# Crystal Beach 7/19



## sumbeech (May 19, 2005)

Met up with Shark-Gitter about 1:00pm Friday afternoon, he had been at the beach since daylight and had worked his way from H.I. to the west end of Crystal trying to dodge dirty water and seaweed. After my arrival I promptly baited up at set out my lines. Promptly got slimed by a big Gafftop, rebaited and got set up again. Shark-Gitter takes his turn on a Gafftop. I noticed a bunch of birds start going crazy, they absolutely came out of nowhere. A huge school of Jacks and othercritters were DESTROYING the water. Shark-Gitter gets a run and hooks up, I then get hooked up, we had double on till S.G. gets broke off about 30 seconds into the fight. Meanwhile I'm getting ripped hard, finally muster a Huge Blacktip (Maybe a Spinner) to the beach. When a say huge, I mean quite literally the biggest Blacktip I have ever personally laid eyes on.
Any good estimates on the wieght? I'm 6' 3" 240 lbs. Afterwards S.G. hooks up and breaks off 4 or 5 more. I then hook up and land another large Blacktip, then S.G. finally beaches one of his own. Not bad for a trip that lasted from 1:00pm to 4:00pm. More Jacks came cruising by throughout the afternoon.
The first pic is S.G. and his Blacktip, the second pic is me with the smaller of the two I Beached, and the third pic is of the big momma, give me some ideas on the weight, I could get resonably close if it were a bull but Blacktips are somewhat of a leaner build than a Bull, so I can't get an accurate idea.

Shark-Gitter









Sumbeech


----------



## Torpedo (May 21, 2004)

HA! Great pics!


----------



## Skavatar (May 24, 2004)

nice blacktips


----------



## willfish4food (Aug 13, 2005)

wow.. how far does your bait gotta be to get into some action like that?


----------



## Jolly Roger (May 21, 2004)

the big ones looks to be a spinner,, has black on its anal fins,,, great catch,,, big congrats,, good fish . Has got me pumped this morning,, sweeeeeeeeeeet


----------



## hector200 (Jul 7, 2004)

Great report,


----------



## SurfRunner (May 22, 2004)

Yea! I believe its a spinner. Great catches and report!


----------



## Dolphin Girl (May 21, 2004)

····················

> Challenge
Quote word for word the passage of the Crystal Beach thread that opens with the words containing "## Jolly Roger" and closes with "(Jul 7, 2004)".

> Excerpted records
····················

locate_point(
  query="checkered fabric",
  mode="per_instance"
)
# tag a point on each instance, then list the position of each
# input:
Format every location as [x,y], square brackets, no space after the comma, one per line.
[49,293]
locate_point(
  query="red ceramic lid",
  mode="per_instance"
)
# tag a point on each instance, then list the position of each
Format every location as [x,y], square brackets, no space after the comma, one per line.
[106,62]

····················

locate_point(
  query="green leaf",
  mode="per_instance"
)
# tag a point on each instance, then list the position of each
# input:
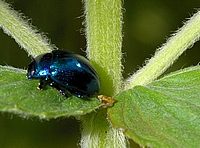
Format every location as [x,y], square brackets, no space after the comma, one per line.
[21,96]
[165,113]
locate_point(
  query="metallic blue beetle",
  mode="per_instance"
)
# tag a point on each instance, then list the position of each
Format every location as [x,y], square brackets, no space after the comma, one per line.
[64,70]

····················

> Solution below
## Jolly Roger (May 21, 2004)

the big ones looks to be a spinner,, has black on its anal fins,,, great catch,,, big congrats,, good fish . Has got me pumped this morning,, sweeeeeeeeeeet


----------



## hector200 (Jul 7, 2004)